▶ [Direction]: Rewrite every line of the items, from the first one up to and including the line with "[[639, 110], [249, 294], [383, 260]]". Raise each point coordinate in the answers by 96, and leave all other numbers, including the sample coordinates, unchanged.

▶ [Source records]:

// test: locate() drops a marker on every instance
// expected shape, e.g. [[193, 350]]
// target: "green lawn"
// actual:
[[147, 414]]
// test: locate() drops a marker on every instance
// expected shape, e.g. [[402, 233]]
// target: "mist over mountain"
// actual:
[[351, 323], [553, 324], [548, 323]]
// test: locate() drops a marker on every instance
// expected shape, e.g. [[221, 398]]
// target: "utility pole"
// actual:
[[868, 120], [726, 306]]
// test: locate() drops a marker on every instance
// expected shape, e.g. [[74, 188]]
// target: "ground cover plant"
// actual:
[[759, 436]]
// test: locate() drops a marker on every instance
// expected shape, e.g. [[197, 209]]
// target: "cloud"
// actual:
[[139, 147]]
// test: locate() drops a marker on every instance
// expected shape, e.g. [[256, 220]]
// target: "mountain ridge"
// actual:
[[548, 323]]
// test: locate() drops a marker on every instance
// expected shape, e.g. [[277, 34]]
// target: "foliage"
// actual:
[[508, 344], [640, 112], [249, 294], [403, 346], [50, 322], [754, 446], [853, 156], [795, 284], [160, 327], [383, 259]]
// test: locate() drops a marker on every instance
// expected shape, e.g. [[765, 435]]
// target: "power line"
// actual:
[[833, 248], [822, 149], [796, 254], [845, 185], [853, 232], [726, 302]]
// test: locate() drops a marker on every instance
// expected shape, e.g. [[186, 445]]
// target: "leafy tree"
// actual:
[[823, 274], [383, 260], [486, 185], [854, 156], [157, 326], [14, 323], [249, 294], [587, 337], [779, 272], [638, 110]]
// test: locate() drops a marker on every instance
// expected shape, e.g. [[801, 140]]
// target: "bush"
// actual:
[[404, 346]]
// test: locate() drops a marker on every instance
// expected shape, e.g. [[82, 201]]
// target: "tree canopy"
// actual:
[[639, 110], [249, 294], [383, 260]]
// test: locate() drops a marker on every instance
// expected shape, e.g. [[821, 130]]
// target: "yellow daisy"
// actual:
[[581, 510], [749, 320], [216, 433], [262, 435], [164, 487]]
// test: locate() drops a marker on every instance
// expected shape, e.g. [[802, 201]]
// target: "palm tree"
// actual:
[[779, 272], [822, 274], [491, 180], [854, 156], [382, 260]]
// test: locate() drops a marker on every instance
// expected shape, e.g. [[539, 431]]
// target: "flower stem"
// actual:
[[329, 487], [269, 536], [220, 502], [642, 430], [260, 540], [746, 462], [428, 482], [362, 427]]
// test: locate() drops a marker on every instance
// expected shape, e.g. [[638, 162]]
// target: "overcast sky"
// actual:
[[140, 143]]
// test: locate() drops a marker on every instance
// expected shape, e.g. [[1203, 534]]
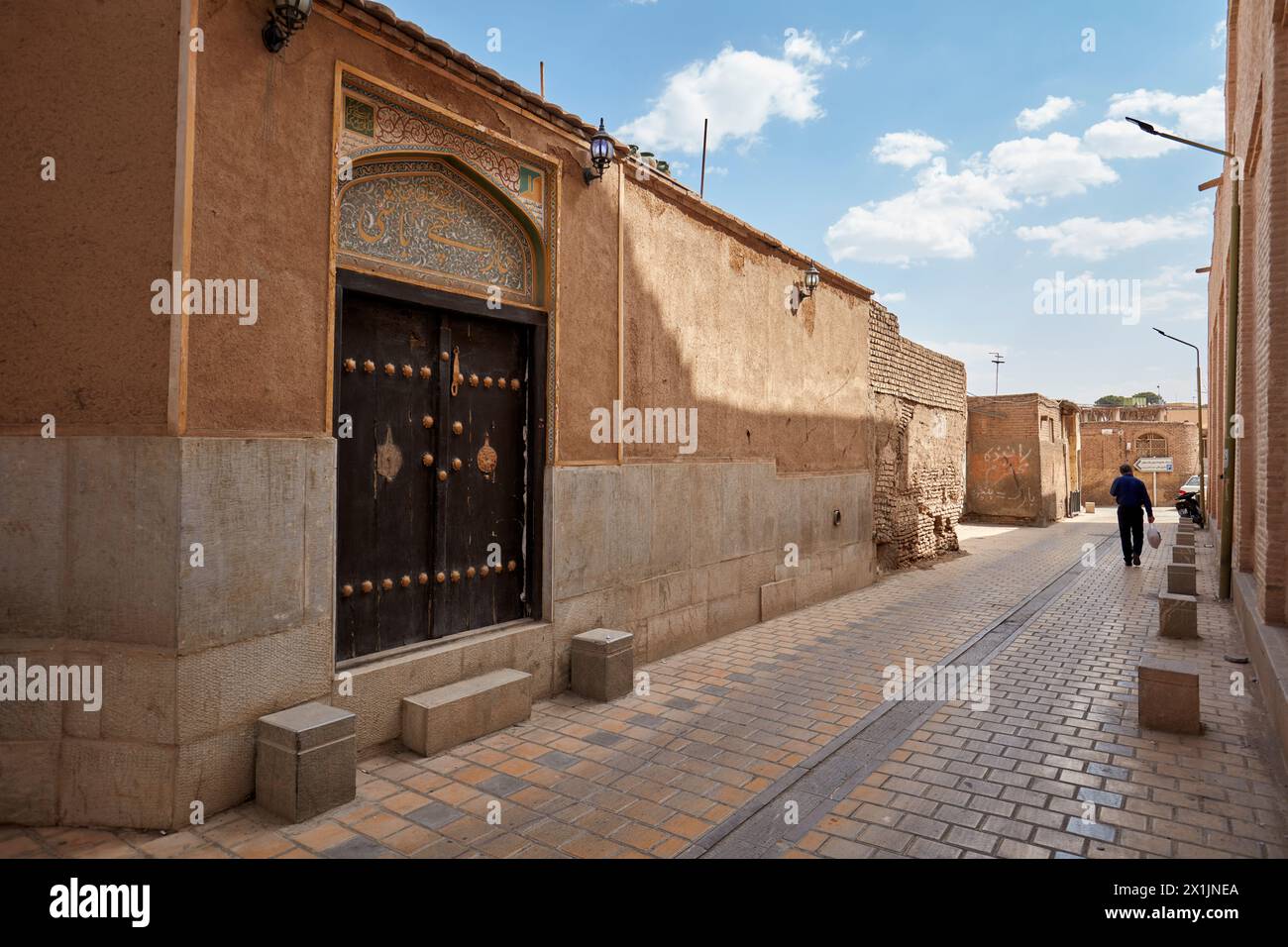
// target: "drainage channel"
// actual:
[[828, 776]]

▶ [The response]:
// test: locate() drops a marker on every instance
// expected shape, e.g. [[193, 350]]
// target: "green lawn"
// actual:
[[243, 510]]
// test: locate() drops a marker on every instance
// expected shape, e.g. [[402, 233]]
// target: "mist over mountain"
// actual:
[[447, 419], [649, 420], [644, 419]]
// test: locate() drops a marker on every instance
// expected shape, e.g. [[221, 398]]
// target: "utility pole"
// actual:
[[964, 216], [822, 402]]
// test: locate() drops a marker on every instance
// expected shape, e.g. [[74, 188]]
// target: "ground cover plant"
// actual:
[[855, 532]]
// test: locate() drops a marker on every instance
// expected shape, e.g. [[197, 209]]
// target: "cloud"
// actual:
[[235, 243]]
// test: locate() drops a marker on every instance
// expected shape, e.g. [[256, 220]]
// target: "mountain ridge"
// actual:
[[644, 419]]
// test: locate() drops a marker on every instance
// expected shape, e.g. [[277, 34]]
// target: "foliage"
// actual:
[[604, 440], [736, 208], [345, 390], [499, 442], [146, 418], [850, 542], [949, 252], [891, 380], [256, 423], [479, 355]]
// test: locate() drops a marker on every instance
// expected shape, e.g. [[765, 435]]
// target: "power line"
// actual:
[[929, 344], [918, 245], [892, 350], [941, 281], [949, 328], [822, 398]]
// test: locate() drops a marker on every instance
// expected shape, e.g. [[186, 445]]
// target: "leafy tree"
// actual:
[[919, 370], [479, 356], [582, 281], [950, 252], [253, 422], [110, 419], [345, 390], [683, 433], [875, 368], [734, 206]]
// test: locate() drops a marker on every instance
// expected shape, e.g. [[801, 140]]
// target: "bush"
// actual:
[[500, 442]]
// test: locate() drops a marker on every instance
// expected shape, e.g. [[82, 201]]
// target: "tree canopy"
// actual:
[[735, 206], [345, 390], [479, 356]]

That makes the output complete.